====== Supplied material

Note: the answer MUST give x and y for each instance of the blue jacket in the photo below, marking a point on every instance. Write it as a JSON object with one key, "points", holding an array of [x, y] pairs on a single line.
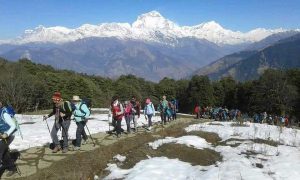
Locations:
{"points": [[7, 125], [81, 112]]}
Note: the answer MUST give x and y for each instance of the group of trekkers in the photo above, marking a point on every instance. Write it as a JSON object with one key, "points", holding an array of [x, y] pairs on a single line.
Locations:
{"points": [[223, 114], [132, 108], [62, 112], [217, 113], [272, 119]]}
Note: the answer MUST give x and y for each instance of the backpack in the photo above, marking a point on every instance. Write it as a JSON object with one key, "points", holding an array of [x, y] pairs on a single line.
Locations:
{"points": [[68, 107], [10, 110], [88, 103], [128, 108]]}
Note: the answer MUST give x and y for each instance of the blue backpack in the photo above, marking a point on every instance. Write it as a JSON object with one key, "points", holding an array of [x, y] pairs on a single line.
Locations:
{"points": [[10, 110]]}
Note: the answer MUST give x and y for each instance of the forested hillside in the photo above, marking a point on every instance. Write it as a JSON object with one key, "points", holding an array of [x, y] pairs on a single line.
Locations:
{"points": [[29, 86]]}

============

Requirement: Please write out the data above again, switching each "backpack" to "rucksack" and changing nothing else. Leave the pictures out.

Answer to the task:
Note: the answer MUST give x and y for each instance of the blue jacket in the photo below, marking a point on every instance. Write it as a JSON object with one key, "points", holding an array of [x, y] pairs on a single line.
Locations:
{"points": [[7, 125], [81, 112]]}
Note: the answer MUST give x and y for each instance of the group of trekkers in the photo above, marking a point on every instance. Write it as a JSON object with one key, "points", holding an array of [x, y] pairs on a single line.
Locations:
{"points": [[223, 114], [132, 108], [62, 112], [217, 113], [272, 119]]}
Note: the answer MUST give x and y for each instance of the rucksack in the photo above, marking a point on every instance. Write it as a JSON object with one key, "points", holding an array of [x, y] pairs on a single line.
Locations:
{"points": [[68, 107], [10, 110], [88, 103], [128, 108]]}
Note: the answer MUST give x and y for each instance of the blue rucksack in the photo above, marking a point on every instance. Write it as a JSON object with one key, "points", holding an array of [x, y] pairs on a single line.
Locations:
{"points": [[10, 110]]}
Note: the answer MUST give x and y for each instance of the forested hillside in the photo above, marking a point on every instance. Write it as a JSON object with one key, "points", holding an array of [x, y] pairs on a single line.
Locations:
{"points": [[29, 86]]}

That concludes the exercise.